**ABOUT THIS TASK:** List each line of the data that holds the word "sign".

Stored dataset items:
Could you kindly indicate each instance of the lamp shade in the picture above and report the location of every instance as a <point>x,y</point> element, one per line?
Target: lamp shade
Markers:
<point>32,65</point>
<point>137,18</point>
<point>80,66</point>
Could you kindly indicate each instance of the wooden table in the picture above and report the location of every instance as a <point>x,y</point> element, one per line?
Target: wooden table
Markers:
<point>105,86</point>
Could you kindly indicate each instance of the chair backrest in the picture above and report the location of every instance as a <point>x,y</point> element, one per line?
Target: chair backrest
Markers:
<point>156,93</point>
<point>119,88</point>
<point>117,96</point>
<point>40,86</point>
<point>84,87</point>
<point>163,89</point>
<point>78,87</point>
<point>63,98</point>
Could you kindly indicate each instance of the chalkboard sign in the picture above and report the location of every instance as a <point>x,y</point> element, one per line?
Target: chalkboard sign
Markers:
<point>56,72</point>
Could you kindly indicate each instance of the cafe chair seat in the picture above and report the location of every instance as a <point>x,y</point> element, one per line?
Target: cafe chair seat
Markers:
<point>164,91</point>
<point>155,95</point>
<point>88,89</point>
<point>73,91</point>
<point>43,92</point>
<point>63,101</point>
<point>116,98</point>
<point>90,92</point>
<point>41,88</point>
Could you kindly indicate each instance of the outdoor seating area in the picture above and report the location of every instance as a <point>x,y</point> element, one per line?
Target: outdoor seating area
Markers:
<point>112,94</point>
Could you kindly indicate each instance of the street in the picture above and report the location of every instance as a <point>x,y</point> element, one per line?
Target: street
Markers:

**RESPONSE TO THIS EXERCISE:**
Could you kindly indicate each instance of the chalkboard sign in the picture above and report the location of every instance as a <point>x,y</point> element, one per line?
Target: chalkboard sign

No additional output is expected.